> **WHAT NEEDS TO BE DONE**
Copy the stretch of rows below from the line containing "Reviewer note: every instance of the tire" through the end of the rows exactly, keeping both that line and the final row.

> **SUPPLIED MATERIAL**

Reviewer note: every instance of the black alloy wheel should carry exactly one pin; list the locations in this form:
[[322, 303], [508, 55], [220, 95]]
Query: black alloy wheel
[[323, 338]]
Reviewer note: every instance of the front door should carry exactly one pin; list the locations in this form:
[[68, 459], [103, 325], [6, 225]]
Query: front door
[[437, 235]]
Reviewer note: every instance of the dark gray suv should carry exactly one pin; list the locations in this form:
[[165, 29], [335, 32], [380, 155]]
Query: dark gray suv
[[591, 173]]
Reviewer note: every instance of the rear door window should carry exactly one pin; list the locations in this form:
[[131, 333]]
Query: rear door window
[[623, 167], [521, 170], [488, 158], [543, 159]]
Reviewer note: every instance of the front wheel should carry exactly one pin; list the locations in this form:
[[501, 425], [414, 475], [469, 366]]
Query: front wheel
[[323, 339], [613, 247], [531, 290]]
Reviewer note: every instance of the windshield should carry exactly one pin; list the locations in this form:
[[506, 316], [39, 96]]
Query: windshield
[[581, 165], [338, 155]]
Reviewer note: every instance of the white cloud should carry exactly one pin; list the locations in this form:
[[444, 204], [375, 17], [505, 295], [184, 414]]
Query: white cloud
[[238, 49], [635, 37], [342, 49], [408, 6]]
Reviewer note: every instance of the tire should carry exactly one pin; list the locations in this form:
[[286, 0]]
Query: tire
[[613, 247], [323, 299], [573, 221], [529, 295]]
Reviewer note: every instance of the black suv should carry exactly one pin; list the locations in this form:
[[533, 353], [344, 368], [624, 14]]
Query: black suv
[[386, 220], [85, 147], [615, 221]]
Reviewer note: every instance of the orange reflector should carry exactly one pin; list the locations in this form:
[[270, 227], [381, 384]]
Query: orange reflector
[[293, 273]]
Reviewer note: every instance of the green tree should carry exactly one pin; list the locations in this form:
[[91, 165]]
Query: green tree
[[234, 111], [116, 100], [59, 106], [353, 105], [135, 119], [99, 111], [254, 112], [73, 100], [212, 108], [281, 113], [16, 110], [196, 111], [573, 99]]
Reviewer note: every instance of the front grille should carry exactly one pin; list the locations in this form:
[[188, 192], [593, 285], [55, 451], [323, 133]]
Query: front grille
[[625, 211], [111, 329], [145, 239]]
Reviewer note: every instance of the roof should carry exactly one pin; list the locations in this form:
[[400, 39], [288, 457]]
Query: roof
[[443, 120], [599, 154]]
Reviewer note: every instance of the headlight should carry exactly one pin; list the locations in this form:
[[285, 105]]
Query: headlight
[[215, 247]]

> **RESPONSE TO THE EXERCISE**
Reviewer note: every instance of the tire should carry exactly one pin; list the locations in this form:
[[286, 0]]
Query: tire
[[613, 247], [323, 299], [573, 221], [529, 295]]
Reviewer note: every instance of the black suv should carry exactly one pin; list the locations in this form:
[[533, 353], [344, 368], [624, 14]]
Query: black suv
[[386, 220], [85, 147], [615, 221]]
Reviewer note: every instance of the orange reflector should carry exactly one pin; list the locations in this form:
[[270, 227], [381, 384]]
Query: orange reflector
[[293, 273]]
Reviewer note: every instance of the green tree should carry exactly one pin; list the locations in this form:
[[91, 165]]
Query: green tree
[[234, 111], [116, 100], [59, 106], [353, 105], [135, 119], [99, 111], [254, 112], [73, 100], [212, 108], [281, 113], [16, 110], [196, 111], [573, 99]]
Reviewer note: every instance of the front grille should carry exactly one pin; list the locations in this form:
[[188, 192], [593, 285], [55, 451], [323, 133]]
Query: front grille
[[625, 211], [111, 329], [145, 239]]
Reviewer note: every instance of the roof should carry exactly one pin; list the locations in this form:
[[400, 39], [288, 457]]
Query: roof
[[443, 120], [599, 154]]
Reviewer note: every instance of the headlight should carry exactly one pin; list the locations in this form:
[[285, 105]]
Query: headlight
[[215, 247]]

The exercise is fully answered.